[Document text]
Data Explorer
Data Explorer
The Data Explorer is a browser-based SQL REPL that lets you query the leaderboard database directly from the web interface. The database runs entirely in the browser via WebAssembly — no server required.
Configuration
The Data Explorer is enabled by default. You can configure it in config.yaml under the leaderboard section:
leaderboard:
data_explorer:
enabled: true # optional, default: true
source: /data.db # optional, default: "/data.db"Disabling the Data Explorer
Set enabled: false to hide the Data Explorer from the navigation and return a 404 for /data:
leaderboard:
data_explorer:
enabled: falseUsing an External Database Source
If your database file exceeds the static hosting provider's file size limit (e.g., Cloudflare Pages has a 25 MiB per-file limit), you can host the .db file separately and point to it with the source option:
leaderboard:
data_explorer:
source: https://data.leaderboard.yourorg.com/data.dbWhen source is an external URL (http:// or https://), the prebuild step skips copying the .db file into public/, keeping the deployment bundle small. The WebAssembly worker and WASM files are still shipped locally since they are small and always required.
Cross-origin hosting requires proper CORS headers. The external host must expose
Accept-Ranges,Content-Range, andContent-Lengthresponse headers for range requests to work. Cloudflare R2 is the recommended option. See the GitHub Pages CORS limitation for details on why some hosts don't work cross-origin.
How It Works
During the build, the SQLite database is copied to public/data.db as a static asset. When a user visits /data, the sql.js-httpvfs library loads a WebAssembly SQLite engine in a Web Worker and makes HTTP range requests to fetch only the database pages needed for each query — the full database is never downloaded unless a query requires a full table scan.
Accessing the Explorer
Navigate to /data in your leaderboard deployment, or click Data in the navigation bar.

Collected data
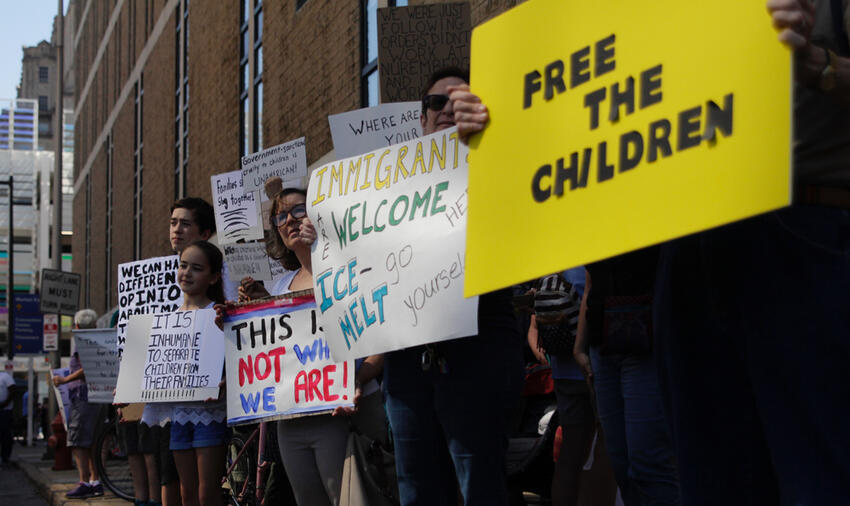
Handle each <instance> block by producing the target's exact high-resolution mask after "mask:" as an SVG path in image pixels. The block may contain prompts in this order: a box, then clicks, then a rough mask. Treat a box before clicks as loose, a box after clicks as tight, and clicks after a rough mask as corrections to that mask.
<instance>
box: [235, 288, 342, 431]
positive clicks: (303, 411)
mask: <svg viewBox="0 0 850 506" xmlns="http://www.w3.org/2000/svg"><path fill="white" fill-rule="evenodd" d="M224 333H225V342H226V360H227V422H228V424H230V425H235V424H236V425H238V424H241V423H251V422H255V421H259V420H276V419H281V418H292V417H296V416H305V415H316V414H321V413H327V412H329V411H332V410H333V409H334V408H336V407H338V406H353V405H354V404H353V401H354V362H353V361H343V362H336V361H334V359H333V358H332V357H331V353H330V350H329V348H328V343H327V341H326V340H325V336H324V333H323V332H322V328H321V326H320V323H319V321H318V318H317V311H316V304H315V302H314V301H313V298H312V297H307V298H302V299H294V300H293V299H277V300H270V301H263V302H259V303H258V304H256V305H252V307H251V308H250V309H249V308H240V309H238V310H236V312H231V313H230V314H228V316H227V317H226V318H225V323H224Z"/></svg>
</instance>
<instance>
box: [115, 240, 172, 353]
mask: <svg viewBox="0 0 850 506" xmlns="http://www.w3.org/2000/svg"><path fill="white" fill-rule="evenodd" d="M179 264H180V257H178V256H177V255H171V256H167V257H155V258H147V259H145V260H137V261H135V262H127V263H124V264H120V265H119V266H118V357H119V358H120V357H122V355H123V353H124V351H123V350H124V342H125V340H126V338H127V322H128V321H129V319H130V316H131V315H136V314H149V313H170V312H172V311H176V310H177V308H178V307H180V306H181V305H183V291H182V290H180V286H179V285H178V284H177V266H178V265H179Z"/></svg>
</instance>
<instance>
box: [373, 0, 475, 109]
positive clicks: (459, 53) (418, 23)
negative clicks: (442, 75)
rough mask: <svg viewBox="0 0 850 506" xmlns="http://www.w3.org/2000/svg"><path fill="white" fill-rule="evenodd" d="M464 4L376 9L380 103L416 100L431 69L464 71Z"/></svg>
mask: <svg viewBox="0 0 850 506" xmlns="http://www.w3.org/2000/svg"><path fill="white" fill-rule="evenodd" d="M469 20H470V18H469V4H468V3H449V4H427V5H414V6H410V7H385V8H382V9H378V70H379V71H378V75H379V77H380V79H381V102H383V103H388V102H403V101H405V100H417V101H418V100H421V99H422V89H423V88H424V87H425V84H426V83H427V81H428V78H429V77H430V76H431V74H433V73H434V71H435V70H437V69H441V68H443V67H448V66H454V67H461V68H469V29H470V26H471V25H470V21H469Z"/></svg>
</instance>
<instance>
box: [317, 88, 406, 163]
mask: <svg viewBox="0 0 850 506" xmlns="http://www.w3.org/2000/svg"><path fill="white" fill-rule="evenodd" d="M421 109H422V103H421V102H419V101H415V102H399V103H393V104H381V105H378V106H375V107H367V108H365V109H357V110H356V111H348V112H343V113H340V114H332V115H331V116H328V124H329V125H330V127H331V137H332V138H333V141H334V151H335V152H336V156H337V158H348V157H350V156H355V155H359V154H361V153H366V152H367V151H372V150H375V149H378V148H384V147H387V146H391V145H393V144H398V143H399V142H405V141H409V140H413V139H416V138H418V137H422V126H421V125H420V123H419V112H420V111H421Z"/></svg>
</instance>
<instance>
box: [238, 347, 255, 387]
mask: <svg viewBox="0 0 850 506" xmlns="http://www.w3.org/2000/svg"><path fill="white" fill-rule="evenodd" d="M246 376H247V377H248V384H249V385H250V384H251V383H253V382H254V367H253V362H252V361H251V355H248V360H245V359H244V358H241V357H240V358H239V386H240V387H241V386H243V385H244V384H245V377H246Z"/></svg>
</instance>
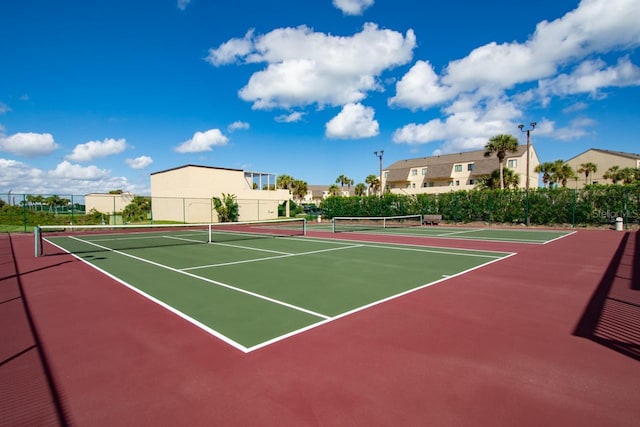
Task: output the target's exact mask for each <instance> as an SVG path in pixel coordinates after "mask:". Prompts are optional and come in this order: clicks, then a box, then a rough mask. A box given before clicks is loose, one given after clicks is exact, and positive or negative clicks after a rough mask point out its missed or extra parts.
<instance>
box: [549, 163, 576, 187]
mask: <svg viewBox="0 0 640 427" xmlns="http://www.w3.org/2000/svg"><path fill="white" fill-rule="evenodd" d="M575 177H576V173H575V172H574V170H573V168H572V167H571V166H569V165H568V164H566V163H565V162H564V160H556V161H555V162H553V170H552V174H551V182H555V183H556V185H557V184H558V183H560V184H561V185H562V186H563V187H566V186H567V182H568V181H569V179H571V178H575Z"/></svg>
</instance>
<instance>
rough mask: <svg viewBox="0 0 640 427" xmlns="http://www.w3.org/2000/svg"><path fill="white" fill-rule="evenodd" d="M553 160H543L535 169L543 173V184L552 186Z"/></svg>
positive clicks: (537, 171)
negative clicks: (551, 160) (545, 161)
mask: <svg viewBox="0 0 640 427" xmlns="http://www.w3.org/2000/svg"><path fill="white" fill-rule="evenodd" d="M553 167H554V166H553V162H543V163H540V164H539V165H538V166H536V168H535V169H534V171H535V172H537V173H542V186H543V187H544V186H545V185H547V184H548V185H549V186H551V174H552V173H553Z"/></svg>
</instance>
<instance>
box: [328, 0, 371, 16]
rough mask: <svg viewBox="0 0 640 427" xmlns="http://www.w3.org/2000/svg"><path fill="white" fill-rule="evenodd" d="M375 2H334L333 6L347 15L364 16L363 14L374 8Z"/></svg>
mask: <svg viewBox="0 0 640 427" xmlns="http://www.w3.org/2000/svg"><path fill="white" fill-rule="evenodd" d="M373 2H374V0H333V5H334V6H335V7H336V8H338V9H340V10H341V11H342V13H344V14H345V15H362V13H363V12H364V11H365V10H366V9H368V8H369V7H371V6H373Z"/></svg>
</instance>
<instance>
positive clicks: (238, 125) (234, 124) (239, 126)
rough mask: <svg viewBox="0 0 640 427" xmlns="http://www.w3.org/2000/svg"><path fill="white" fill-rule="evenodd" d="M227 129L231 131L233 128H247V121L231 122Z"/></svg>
mask: <svg viewBox="0 0 640 427" xmlns="http://www.w3.org/2000/svg"><path fill="white" fill-rule="evenodd" d="M227 129H228V130H229V132H233V131H235V130H240V129H249V123H247V122H241V121H237V122H233V123H231V124H230V125H229V127H228V128H227Z"/></svg>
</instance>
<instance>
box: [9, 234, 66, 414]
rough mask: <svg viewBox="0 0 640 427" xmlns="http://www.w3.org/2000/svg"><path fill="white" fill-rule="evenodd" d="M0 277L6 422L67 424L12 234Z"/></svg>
mask: <svg viewBox="0 0 640 427" xmlns="http://www.w3.org/2000/svg"><path fill="white" fill-rule="evenodd" d="M0 276H1V279H0V419H2V422H1V424H3V425H60V426H66V425H68V422H67V419H66V418H65V415H64V411H63V409H62V405H61V403H60V398H59V396H58V393H57V391H56V389H55V385H54V382H53V378H52V375H51V372H50V370H49V367H48V364H47V361H46V357H45V354H44V351H43V349H42V345H41V344H40V340H39V338H38V334H37V331H36V329H35V327H34V324H33V320H32V318H31V314H30V312H29V304H28V302H27V301H26V300H25V299H24V294H23V292H22V283H21V279H20V274H18V272H17V267H16V262H15V257H14V251H13V246H12V241H11V237H10V235H9V234H7V233H4V234H1V235H0Z"/></svg>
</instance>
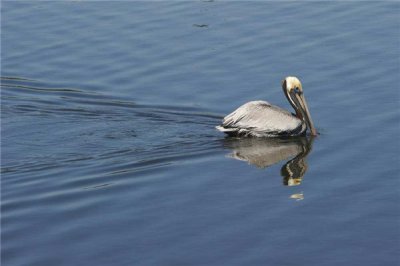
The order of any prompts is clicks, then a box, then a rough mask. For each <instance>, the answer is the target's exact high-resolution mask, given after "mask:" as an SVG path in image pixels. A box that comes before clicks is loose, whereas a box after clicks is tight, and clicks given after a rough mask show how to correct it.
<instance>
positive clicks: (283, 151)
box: [224, 137, 314, 186]
mask: <svg viewBox="0 0 400 266" xmlns="http://www.w3.org/2000/svg"><path fill="white" fill-rule="evenodd" d="M313 140H314V138H313V137H298V138H286V139H279V138H268V139H267V138H264V139H263V138H245V139H232V138H227V139H225V142H224V144H225V146H226V147H228V148H230V149H232V152H231V153H229V154H228V157H231V158H234V159H237V160H241V161H246V162H248V163H249V164H251V165H254V166H256V167H257V168H267V167H269V166H271V165H274V164H276V163H278V162H280V161H286V163H285V164H284V165H283V166H282V168H281V176H282V177H283V184H284V185H285V186H298V185H300V184H301V182H302V180H303V177H304V175H305V174H306V172H307V169H308V165H307V161H306V159H307V155H308V154H309V153H310V152H311V149H312V142H313Z"/></svg>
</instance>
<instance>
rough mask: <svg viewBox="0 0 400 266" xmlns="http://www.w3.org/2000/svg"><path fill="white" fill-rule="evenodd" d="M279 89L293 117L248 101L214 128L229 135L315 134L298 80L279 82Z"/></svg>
mask: <svg viewBox="0 0 400 266" xmlns="http://www.w3.org/2000/svg"><path fill="white" fill-rule="evenodd" d="M282 89H283V92H284V94H285V96H286V98H287V100H288V101H289V103H290V104H291V105H292V107H293V108H294V110H295V114H292V113H290V112H289V111H287V110H285V109H282V108H280V107H278V106H275V105H272V104H270V103H268V102H266V101H251V102H248V103H245V104H244V105H242V106H240V107H239V108H238V109H236V110H235V111H233V112H232V113H230V114H229V115H227V116H225V118H224V119H223V121H222V125H220V126H217V127H216V128H217V129H218V130H219V131H221V132H224V133H226V134H228V135H229V136H251V137H289V136H299V135H304V134H305V133H306V131H307V128H308V129H309V130H310V133H311V135H313V136H315V135H317V131H316V129H315V127H314V123H313V121H312V119H311V115H310V112H309V110H308V106H307V102H306V100H305V98H304V95H303V88H302V85H301V82H300V80H299V79H298V78H296V77H287V78H285V79H284V80H283V81H282Z"/></svg>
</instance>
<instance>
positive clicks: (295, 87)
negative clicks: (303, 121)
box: [282, 77, 317, 136]
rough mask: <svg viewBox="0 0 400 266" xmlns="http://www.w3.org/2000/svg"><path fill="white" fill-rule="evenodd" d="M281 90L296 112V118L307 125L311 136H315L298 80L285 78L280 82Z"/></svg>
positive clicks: (286, 77)
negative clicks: (311, 135) (284, 94)
mask: <svg viewBox="0 0 400 266" xmlns="http://www.w3.org/2000/svg"><path fill="white" fill-rule="evenodd" d="M282 89H283V92H284V93H285V96H286V98H287V99H288V101H289V102H290V104H291V105H292V106H293V108H294V110H295V111H296V116H297V117H298V118H299V119H301V120H303V121H304V122H305V123H306V124H307V126H308V128H309V129H310V132H311V135H313V136H316V135H317V130H316V129H315V127H314V123H313V121H312V119H311V115H310V111H309V110H308V106H307V102H306V99H305V98H304V94H303V87H302V86H301V82H300V80H299V79H298V78H296V77H286V78H285V79H284V80H283V81H282Z"/></svg>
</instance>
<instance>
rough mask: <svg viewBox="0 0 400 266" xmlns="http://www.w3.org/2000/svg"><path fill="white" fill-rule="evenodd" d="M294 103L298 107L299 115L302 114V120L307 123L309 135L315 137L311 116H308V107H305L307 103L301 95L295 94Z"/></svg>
mask: <svg viewBox="0 0 400 266" xmlns="http://www.w3.org/2000/svg"><path fill="white" fill-rule="evenodd" d="M294 98H295V99H296V102H297V103H298V105H299V109H300V111H301V113H302V114H303V117H304V120H305V121H306V123H307V126H308V128H309V129H310V132H311V135H313V136H317V135H318V133H317V130H316V129H315V127H314V123H313V121H312V119H311V115H310V111H309V110H308V106H307V101H306V99H305V98H304V96H303V94H300V95H299V94H297V93H296V94H295V97H294Z"/></svg>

[Assigned task] According to the Data Explorer page, why are the WebAssembly worker and WASM files still shipped locally when the database source is an external URL? These lines are separate material and are not connected to the Data Explorer page.

[Result below] They are small and always required. So even though the prebuild step skips copying the .db file into public/, these files are still included in the deployment.